◆ Seçilmiş Bölüm ◆

Çocukluğunuzda çekilen fotoğrafları her hangi bir #tbt'de paylaşmadan önce eskiden fotoğrafların nasıl çekildiğini düşündüğünüz oldu mu? O zamanlar fotoğraf çekerken film, objekif, flaş ve pil gibi birçok bileşeni gözetmek zorundaydınız. Ancak teknolojinin gelişmesiyle birlikte fotoğraflar mobil telefonlarla çekilmeye başladı. Üstelik son model telefonlar yüksek çöznürlüğe sahip kameraları ve görsel kalitesiyle yeni nesil fotoğraf makinalarına dönüştü bile. Artık bir çok farklı yaş aralığına sahip kullanıcı her an her yerde fotoğraf çekme özgürlüğüne sahip.
Öyle ki; ABD'de ergenlik çağındaki gençlerin yüzde 70'i sosyal medyada en az bir fotoğrafa sahip. Bir hafta içinde sosyal medyaya yetişkin ve gençler tarafından düzinelerce fotoğraf yükleniyor. Fotoğrafların kolayca çekilip paylaşılması aslında organizasyondan güvenliğe, farkındalıktan aşırı görsel yüklenmeye kadar bir çok problemin yaşanmasına sebep oluyor. Fotoğraf çekip paylaşmak gün geçtikçe kolaylaşsa da bu kolaylığın beraberinde getirdikleri hiç de iç açıcı değil. Üstelik fotoğraf çekip paylaşma sürecine artık yapay zeka da dahil oluyor.
Photo Butler'ın CTO'su David Benaim fotoğraf paylaşımı konusunda: "Kötü yanı fotoğraf çekmek bir saniyenizi alırken onu paylaşmanız 40 dakikanızı alıyor. O kırk dakika boyunca anı kaçırıyoruz. Fotoğrafın dönüşümü bizim anda kalma yeteneğimizi olumsuz etkiliyor."

◆ Sağlanan Girdiler ◆
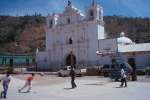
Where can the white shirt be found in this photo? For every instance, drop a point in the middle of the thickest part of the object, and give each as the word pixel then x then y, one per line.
pixel 123 74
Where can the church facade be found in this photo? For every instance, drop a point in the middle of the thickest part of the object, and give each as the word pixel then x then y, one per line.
pixel 75 38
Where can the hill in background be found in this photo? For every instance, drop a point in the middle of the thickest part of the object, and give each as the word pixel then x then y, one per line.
pixel 23 34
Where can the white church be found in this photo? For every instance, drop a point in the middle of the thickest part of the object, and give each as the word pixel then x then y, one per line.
pixel 80 39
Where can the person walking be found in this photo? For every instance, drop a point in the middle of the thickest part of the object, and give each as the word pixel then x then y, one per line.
pixel 5 82
pixel 72 75
pixel 123 78
pixel 27 83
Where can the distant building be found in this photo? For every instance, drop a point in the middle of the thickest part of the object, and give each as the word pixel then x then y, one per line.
pixel 75 38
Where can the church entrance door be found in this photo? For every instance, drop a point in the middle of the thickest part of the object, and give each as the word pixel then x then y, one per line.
pixel 70 60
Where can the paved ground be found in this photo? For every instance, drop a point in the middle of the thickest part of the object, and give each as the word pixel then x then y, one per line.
pixel 89 88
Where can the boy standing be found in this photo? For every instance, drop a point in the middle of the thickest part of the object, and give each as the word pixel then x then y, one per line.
pixel 123 78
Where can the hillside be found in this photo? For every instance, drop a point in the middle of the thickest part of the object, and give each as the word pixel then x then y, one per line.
pixel 23 34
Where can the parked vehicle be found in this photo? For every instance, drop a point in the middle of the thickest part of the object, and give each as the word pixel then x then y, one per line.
pixel 113 70
pixel 66 70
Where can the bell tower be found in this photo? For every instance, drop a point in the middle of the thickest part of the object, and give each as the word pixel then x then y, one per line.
pixel 94 12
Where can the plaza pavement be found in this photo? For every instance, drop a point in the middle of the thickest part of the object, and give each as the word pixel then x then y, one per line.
pixel 89 88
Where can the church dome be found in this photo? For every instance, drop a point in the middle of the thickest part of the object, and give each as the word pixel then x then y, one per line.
pixel 123 39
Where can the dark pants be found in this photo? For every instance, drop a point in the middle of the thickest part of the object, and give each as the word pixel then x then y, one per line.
pixel 123 80
pixel 73 83
pixel 4 92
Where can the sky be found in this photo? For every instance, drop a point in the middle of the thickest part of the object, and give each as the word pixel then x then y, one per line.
pixel 130 8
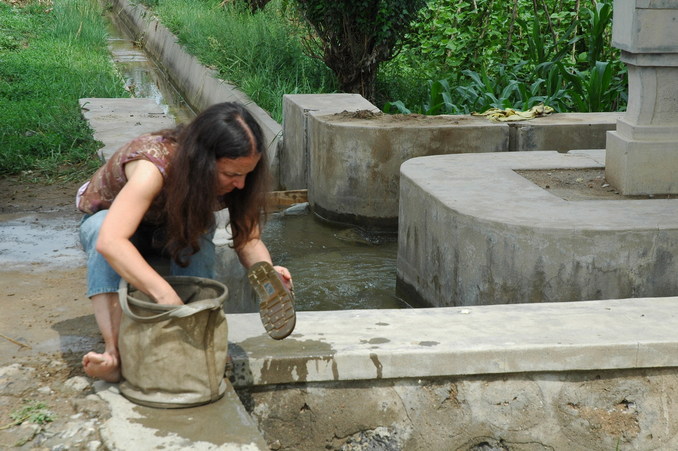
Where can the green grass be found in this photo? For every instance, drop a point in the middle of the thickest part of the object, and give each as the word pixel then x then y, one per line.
pixel 260 53
pixel 51 56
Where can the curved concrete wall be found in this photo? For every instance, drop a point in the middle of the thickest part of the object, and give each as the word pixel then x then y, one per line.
pixel 472 231
pixel 355 160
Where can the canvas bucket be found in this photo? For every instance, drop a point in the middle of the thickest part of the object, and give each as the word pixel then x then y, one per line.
pixel 174 356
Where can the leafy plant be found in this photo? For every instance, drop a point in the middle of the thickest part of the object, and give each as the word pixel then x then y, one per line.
pixel 353 37
pixel 62 56
pixel 32 412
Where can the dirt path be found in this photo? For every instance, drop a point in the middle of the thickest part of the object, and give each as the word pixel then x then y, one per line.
pixel 46 322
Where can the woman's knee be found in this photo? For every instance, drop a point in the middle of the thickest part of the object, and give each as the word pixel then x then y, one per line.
pixel 89 229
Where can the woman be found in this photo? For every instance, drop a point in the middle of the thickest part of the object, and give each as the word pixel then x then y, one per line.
pixel 160 191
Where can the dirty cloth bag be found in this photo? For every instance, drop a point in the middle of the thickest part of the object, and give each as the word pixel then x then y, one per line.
pixel 174 356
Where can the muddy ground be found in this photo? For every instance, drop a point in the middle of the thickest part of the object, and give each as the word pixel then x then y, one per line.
pixel 46 322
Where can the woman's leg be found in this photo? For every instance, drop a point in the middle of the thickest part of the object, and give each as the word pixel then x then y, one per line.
pixel 102 288
pixel 105 365
pixel 202 264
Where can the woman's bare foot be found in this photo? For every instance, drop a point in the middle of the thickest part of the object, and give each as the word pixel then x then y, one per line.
pixel 102 366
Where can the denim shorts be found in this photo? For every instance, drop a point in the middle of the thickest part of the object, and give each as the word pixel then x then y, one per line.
pixel 101 278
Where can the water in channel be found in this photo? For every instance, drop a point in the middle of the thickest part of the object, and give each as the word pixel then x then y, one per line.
pixel 334 268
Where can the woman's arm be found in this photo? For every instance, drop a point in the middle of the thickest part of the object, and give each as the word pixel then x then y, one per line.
pixel 255 251
pixel 144 183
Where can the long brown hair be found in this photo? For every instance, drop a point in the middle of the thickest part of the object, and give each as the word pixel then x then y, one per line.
pixel 224 130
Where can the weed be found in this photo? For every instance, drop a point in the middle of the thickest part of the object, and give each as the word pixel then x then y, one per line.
pixel 32 412
pixel 59 55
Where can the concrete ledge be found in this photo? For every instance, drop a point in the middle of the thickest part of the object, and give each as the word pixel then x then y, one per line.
pixel 199 85
pixel 563 132
pixel 117 121
pixel 465 238
pixel 424 343
pixel 354 159
pixel 294 159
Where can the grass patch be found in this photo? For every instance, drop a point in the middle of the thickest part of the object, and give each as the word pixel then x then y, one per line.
pixel 261 53
pixel 52 54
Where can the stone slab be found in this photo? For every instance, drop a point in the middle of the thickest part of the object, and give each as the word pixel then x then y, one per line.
pixel 454 341
pixel 117 121
pixel 562 132
pixel 296 107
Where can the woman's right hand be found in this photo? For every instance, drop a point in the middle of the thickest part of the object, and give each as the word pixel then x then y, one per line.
pixel 170 297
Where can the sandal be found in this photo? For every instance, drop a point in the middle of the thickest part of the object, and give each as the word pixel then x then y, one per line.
pixel 276 303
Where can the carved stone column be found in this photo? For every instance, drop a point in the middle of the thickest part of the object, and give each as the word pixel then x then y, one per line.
pixel 642 154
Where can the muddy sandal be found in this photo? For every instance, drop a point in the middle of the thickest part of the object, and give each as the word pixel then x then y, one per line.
pixel 276 303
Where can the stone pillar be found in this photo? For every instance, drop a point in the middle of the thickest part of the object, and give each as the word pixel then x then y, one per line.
pixel 642 154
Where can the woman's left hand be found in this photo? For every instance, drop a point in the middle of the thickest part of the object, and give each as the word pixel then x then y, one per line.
pixel 285 276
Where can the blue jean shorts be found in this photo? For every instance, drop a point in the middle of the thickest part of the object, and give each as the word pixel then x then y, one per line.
pixel 101 278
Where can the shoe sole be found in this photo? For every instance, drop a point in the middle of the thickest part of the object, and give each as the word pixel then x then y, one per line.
pixel 276 303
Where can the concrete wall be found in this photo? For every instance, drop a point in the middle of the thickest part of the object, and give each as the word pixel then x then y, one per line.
pixel 199 85
pixel 355 162
pixel 592 411
pixel 467 238
pixel 596 375
pixel 350 163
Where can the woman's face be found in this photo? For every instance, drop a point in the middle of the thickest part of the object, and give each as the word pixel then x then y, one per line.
pixel 231 173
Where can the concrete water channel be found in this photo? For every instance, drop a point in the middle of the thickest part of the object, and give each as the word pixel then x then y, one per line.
pixel 335 267
pixel 588 375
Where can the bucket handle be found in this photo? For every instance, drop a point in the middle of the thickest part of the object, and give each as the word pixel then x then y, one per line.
pixel 180 311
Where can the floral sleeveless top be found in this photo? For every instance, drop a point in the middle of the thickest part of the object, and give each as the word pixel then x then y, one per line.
pixel 100 191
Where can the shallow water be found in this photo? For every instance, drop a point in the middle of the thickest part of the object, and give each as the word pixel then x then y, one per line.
pixel 334 268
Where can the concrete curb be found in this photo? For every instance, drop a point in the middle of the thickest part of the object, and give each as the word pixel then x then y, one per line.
pixel 199 85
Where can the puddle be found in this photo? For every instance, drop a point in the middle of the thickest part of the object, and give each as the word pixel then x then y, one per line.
pixel 38 239
pixel 333 268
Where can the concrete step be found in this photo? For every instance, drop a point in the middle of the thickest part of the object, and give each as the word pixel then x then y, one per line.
pixel 117 121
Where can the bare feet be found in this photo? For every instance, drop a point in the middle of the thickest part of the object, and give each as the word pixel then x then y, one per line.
pixel 102 366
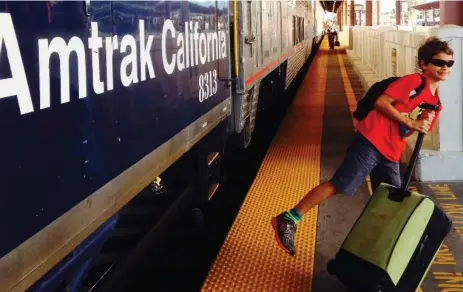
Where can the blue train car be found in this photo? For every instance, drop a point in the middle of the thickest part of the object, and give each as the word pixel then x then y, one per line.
pixel 99 99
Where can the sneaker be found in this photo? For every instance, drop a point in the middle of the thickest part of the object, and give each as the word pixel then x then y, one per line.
pixel 284 233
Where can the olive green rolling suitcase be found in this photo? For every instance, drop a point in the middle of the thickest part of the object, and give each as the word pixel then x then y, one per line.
pixel 394 241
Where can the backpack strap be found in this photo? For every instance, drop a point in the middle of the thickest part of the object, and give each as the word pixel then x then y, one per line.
pixel 420 88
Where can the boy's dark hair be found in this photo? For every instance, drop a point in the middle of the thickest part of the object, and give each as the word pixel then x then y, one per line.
pixel 432 47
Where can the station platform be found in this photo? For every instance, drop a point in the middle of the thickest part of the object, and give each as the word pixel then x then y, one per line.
pixel 309 146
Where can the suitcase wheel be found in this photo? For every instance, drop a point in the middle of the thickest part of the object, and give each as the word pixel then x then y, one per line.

◆ Verilen Alıştırma ◆
Fotoğraf çekip paylaşmanın kolaylaşmasını konu alan metni son cümlesinden itibaren devam ettirin.

◆ Yanıt ◆
Yapay zekanın fotoğraf paylaşımındaki rolü
Yeni geliştirilen ve yapay zeka içeren algoritmalar hem sizi zamanda geriye götürüyor hem de size fotoğrafları organize edip paylaşmakta zaman kazandırıyor. Yine de beğeni ve yorum almak için bu işe girmeye değer mi emin değiliz.
Fotoğraf paylaşım uygulaması Photo Butler'ın da bu konuda çalışan bir çok şirket gibi amacı, sizin anı yaşamanızı sağlamak. Uygulama, konser, davet ya da maç gibi bir etkinlikte, etkinlik sahibinin bir fotoğraf yayını oluşturmasını sağlıyor. Üstelik bu yayına etkinlik katılımcıları da katkıda bulunabiliyor ve isterlerse fotoğrafları indirebiliyorlar. Fotoğraflar paylaşıldıkça aralarından en iyileri seçiliyor. Dahası yüz tanıma teknolojisi ile kullanıcılar otomatik olarak etiketleniyor. Böylece siz de yaşadığınız andan taviz vermeden fotoğrafınıza kavuşmuş oluyorsunuz.
Bu açıklamada korkutucu olan bir çok şey var ancak yüz tanıma sanırız en tehlikelisi. Anı yakalamak adına haberiniz olmadan fotoğraflanmayı tercih eder miydiniz?
Yapay zeka ve fotoğraf etkileşimi
Bir görsel tanıma girişimi olan Netra'nın CEO'su Richard Lee ise yapay zekanın fotoğraf konusunda organize olma ve var olma problemlerini çözeceğine inanıyor. Lee görsel aşırı yükü hafifletmek ve sosyal medyaya katılımı artırmak için yapay zeka ve teknolojiyi kullanmayı öneriyor.
Lee: "Bugünün teknolojisi bizi hali hazırda kameraları olan yarı profesyonel fotoğrafçılar haline getirdi. Bunu ucuz depolamayla birleştirdik ve fotoğraf ve video alanında gittikçe kötüleşen aşırı bir bolluk yaşıyoruz. Bugün yapay zeka sadece fotoğraflarda neler olup bittiğini doğru bir şekilde tespit etmeye başlıyor, bu da organizasyon problemini çözüyor. Yakında yapay zeka modelleri, etkileşim verilerini (beğeni, paylaşım, yorum) fotoğrafta ne olduğuyla ilişkilendiren bilgilere erişecek ve hangi fotoğrafı paylaşmanız gerektiğini size söyleyecek. Sosyal platformların görselliğinin artarken bu durum kaçınılmaz." dedi.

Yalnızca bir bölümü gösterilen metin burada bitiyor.